### Job:
Please reproduce the lines below word for word, leaving the pictures out of your copy.

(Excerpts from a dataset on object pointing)
#####
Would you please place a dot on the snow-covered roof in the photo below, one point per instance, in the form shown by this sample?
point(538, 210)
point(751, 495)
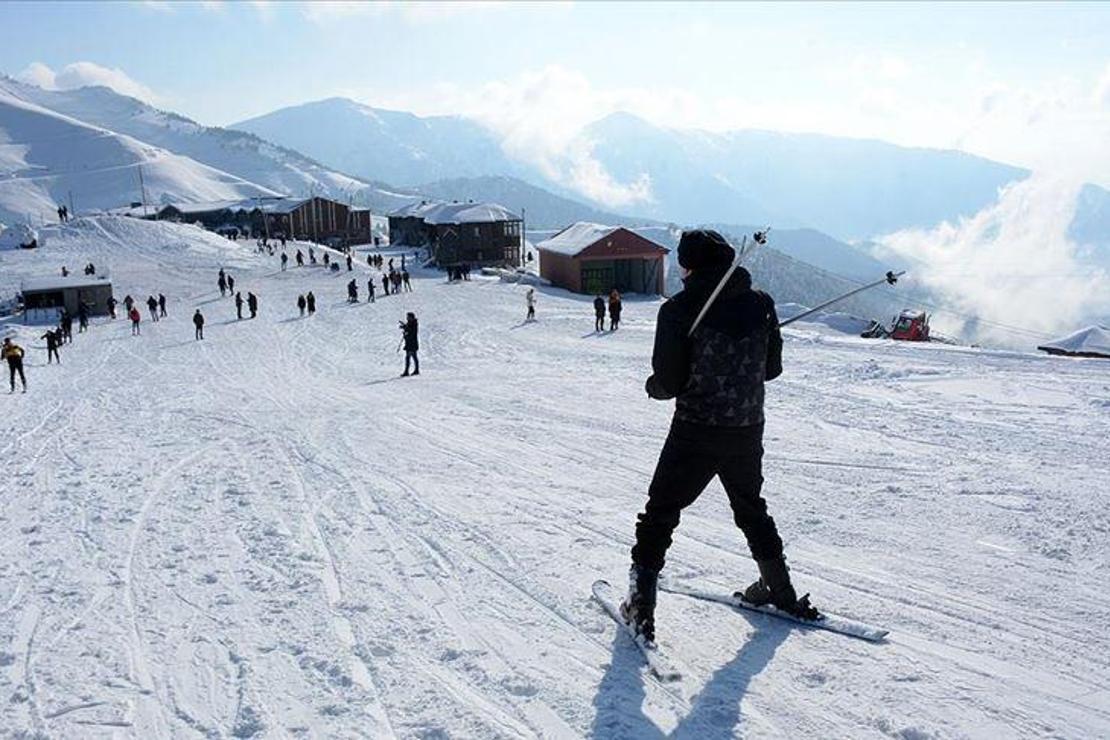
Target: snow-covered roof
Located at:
point(1090, 341)
point(442, 213)
point(266, 204)
point(575, 237)
point(58, 283)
#####
### Finished task:
Would you please place a dot on the snow-covered roof in the photo below, one point per instance, in the form shown by this sample?
point(538, 210)
point(751, 495)
Target: snow-covered roof
Located at:
point(1090, 341)
point(442, 213)
point(266, 204)
point(575, 237)
point(58, 283)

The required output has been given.